(Labeled area outline records)
*-*-*
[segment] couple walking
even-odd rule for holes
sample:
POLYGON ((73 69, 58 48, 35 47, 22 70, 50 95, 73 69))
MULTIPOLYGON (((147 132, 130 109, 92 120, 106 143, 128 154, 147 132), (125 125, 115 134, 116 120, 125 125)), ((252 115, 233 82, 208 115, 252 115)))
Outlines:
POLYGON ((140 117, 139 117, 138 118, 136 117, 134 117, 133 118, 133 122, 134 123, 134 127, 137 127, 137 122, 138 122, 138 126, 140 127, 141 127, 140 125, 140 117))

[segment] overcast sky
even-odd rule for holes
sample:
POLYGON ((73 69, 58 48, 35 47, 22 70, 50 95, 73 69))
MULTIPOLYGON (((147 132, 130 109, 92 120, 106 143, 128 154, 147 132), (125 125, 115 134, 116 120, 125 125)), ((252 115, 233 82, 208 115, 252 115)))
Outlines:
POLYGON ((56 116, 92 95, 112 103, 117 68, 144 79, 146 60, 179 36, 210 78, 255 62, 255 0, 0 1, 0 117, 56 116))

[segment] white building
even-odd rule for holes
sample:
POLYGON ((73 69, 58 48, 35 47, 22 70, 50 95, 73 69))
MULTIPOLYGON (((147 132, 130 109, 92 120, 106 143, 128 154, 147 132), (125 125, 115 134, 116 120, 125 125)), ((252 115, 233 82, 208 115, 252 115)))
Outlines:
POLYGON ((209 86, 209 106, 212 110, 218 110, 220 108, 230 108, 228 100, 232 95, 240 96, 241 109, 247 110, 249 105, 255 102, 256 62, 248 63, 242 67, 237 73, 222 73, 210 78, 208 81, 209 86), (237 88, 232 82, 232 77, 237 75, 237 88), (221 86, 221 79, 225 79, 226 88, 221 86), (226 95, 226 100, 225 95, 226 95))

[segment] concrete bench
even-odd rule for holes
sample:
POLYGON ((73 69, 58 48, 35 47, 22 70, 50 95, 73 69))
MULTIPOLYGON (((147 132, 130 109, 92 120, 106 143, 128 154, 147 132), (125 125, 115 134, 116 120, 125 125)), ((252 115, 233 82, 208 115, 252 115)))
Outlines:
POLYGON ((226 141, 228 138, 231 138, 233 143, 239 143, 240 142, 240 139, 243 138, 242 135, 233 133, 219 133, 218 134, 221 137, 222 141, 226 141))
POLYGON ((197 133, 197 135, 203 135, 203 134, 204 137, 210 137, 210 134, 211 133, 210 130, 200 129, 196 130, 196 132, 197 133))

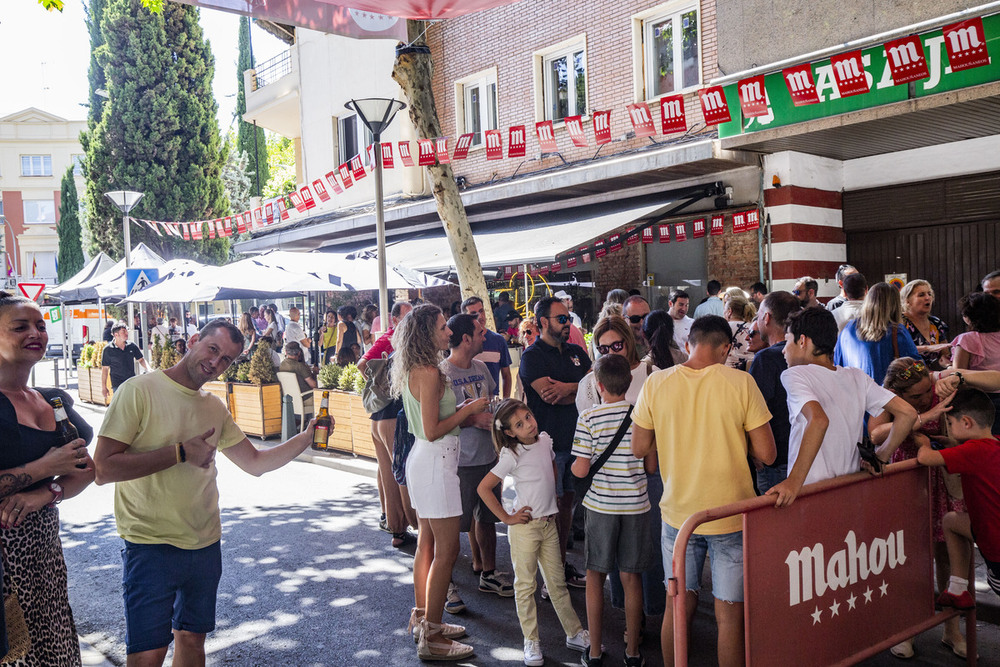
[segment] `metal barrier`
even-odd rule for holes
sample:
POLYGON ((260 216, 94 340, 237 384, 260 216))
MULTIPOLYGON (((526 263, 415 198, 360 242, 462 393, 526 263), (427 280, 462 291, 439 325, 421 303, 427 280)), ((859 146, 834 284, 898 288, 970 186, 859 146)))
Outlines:
POLYGON ((747 665, 852 665, 960 614, 967 616, 966 660, 976 664, 975 609, 934 611, 929 470, 910 460, 879 477, 857 473, 804 486, 790 507, 777 509, 773 496, 762 496, 688 517, 667 582, 678 667, 688 664, 687 596, 678 595, 686 590, 688 541, 701 524, 737 514, 747 665))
*-*-*
• [Task goal]:
Copy the records from the very beginning up to and including the line that contains "POLYGON ((56 116, 92".

• [Answer below]:
[segment] couple walking
even-odd rule for holes
sample:
POLYGON ((73 69, 58 48, 35 47, 22 70, 50 95, 73 69))
MULTIPOLYGON (((147 132, 130 109, 92 120, 106 143, 128 154, 147 132), (125 125, 115 134, 116 120, 125 125)), ((252 115, 233 82, 208 115, 252 115)))
Outlines:
POLYGON ((140 117, 139 117, 138 118, 136 117, 134 117, 133 118, 133 122, 134 123, 134 127, 137 127, 137 122, 138 122, 138 126, 140 127, 141 127, 140 125, 140 117))

[segment] overcast sky
even-odd rule for holes
sample:
POLYGON ((73 69, 58 48, 35 47, 22 70, 50 95, 73 69))
MULTIPOLYGON (((147 132, 130 109, 92 120, 106 143, 128 154, 147 132), (125 125, 115 134, 116 120, 125 125)), ((252 115, 233 82, 208 115, 252 115)))
Outlines:
POLYGON ((56 116, 92 95, 112 103, 117 68, 144 79, 146 60, 179 36, 210 78, 255 62, 255 0, 0 1, 0 117, 56 116))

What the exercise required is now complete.